| DOCUMENT EXTRACT |
....
Using ARG from New Product Metrics

While the value that the Annual Revenue Growth (ARG) from New Products returns is a good indicator about the success of an innovation program, in conjunction with the other data derived in its calculation it can become a strategic tool. Here is a suggest best practice on how to use this metric.
  1. Evaluate the Health of the Core - By deriving Annual Revenue Growth and  Annual Revenue Growth from New Products, you can calculate Annual Revenue Growth from Core Products (I = G - H from last post's example). This number will give you an indication of the health of the business's core product line (often the products that brought you to the dance). There are 3 categories for Core Product health:
    • Growing (>20%) - The core is still in growth mode. Like most growing things, it needs support so focus efforts on enhancing the core products.
    • Hitting Steady State (0%-20%) - Core growth is maturing and heading to a steady state level (often between 0%-5%). Now is time to begin thinking about moving into product or market adjacencies to fuel new growth.
    • Declining (<0%) - Core has begun to shrink usually as the result of some exogenous shock. If not already underway, New Product development into product or market adjacenies should be a priority. If the shock is expected to be permanent other strategies may need to be considered such as harvest/exit strategy or refocusing the core.
  2. Determine Your New Product Growth Needs - Once you understand and predict how your core will grow next year, you can set a New Product Innovation Strategy. If your core is:
    • Growing - You probably don't need much revenue growth from New Products. So focus on building out your core products, but you should be slowly doing research on potential adjacent markets to enter when growth slows.
....
Can you write out the passage on using the ARG metric word for word, starting at "1. Evaluate the" and ending at "fuel new growth."?
....
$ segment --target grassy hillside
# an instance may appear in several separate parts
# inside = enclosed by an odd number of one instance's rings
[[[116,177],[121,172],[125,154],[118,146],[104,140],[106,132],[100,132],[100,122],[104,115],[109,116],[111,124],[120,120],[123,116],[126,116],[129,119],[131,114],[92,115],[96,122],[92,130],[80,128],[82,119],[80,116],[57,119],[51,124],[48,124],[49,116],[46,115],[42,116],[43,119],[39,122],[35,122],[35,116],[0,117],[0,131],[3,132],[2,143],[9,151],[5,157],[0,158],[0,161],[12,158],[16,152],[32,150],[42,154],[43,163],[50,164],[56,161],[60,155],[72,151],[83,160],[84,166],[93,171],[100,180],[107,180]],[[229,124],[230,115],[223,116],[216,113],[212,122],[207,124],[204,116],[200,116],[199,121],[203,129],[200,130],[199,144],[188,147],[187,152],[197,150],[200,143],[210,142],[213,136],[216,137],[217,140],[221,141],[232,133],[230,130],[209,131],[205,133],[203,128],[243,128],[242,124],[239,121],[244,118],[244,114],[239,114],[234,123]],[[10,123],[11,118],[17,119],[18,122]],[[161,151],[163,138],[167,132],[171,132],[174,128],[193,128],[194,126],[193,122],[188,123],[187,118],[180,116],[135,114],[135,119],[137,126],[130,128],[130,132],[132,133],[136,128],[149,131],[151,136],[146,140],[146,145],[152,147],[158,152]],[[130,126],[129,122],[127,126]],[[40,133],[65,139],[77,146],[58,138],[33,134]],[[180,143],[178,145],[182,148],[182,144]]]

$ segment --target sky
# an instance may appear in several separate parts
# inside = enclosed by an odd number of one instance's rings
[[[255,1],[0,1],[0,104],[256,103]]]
....
| SOLUTION FOR THIS TASK |
1. Evaluate the Health of the Core - By deriving Annual Revenue Growth and  Annual Revenue Growth from New Products, you can calculate Annual Revenue Growth from Core Products (I = G - H from last post's example). This number will give you an indication of the health of the business's core product line (often the products that brought you to the dance). There are 3 categories for Core Product health:
    • Growing (>20%) - The core is still in growth mode. Like most growing things, it needs support so focus efforts on enhancing the core products.
    • Hitting Steady State (0%-20%) - Core growth is maturing and heading to a steady state level (often between 0%-5%). Now is time to begin thinking about moving into product or market adjacencies to fuel new growth.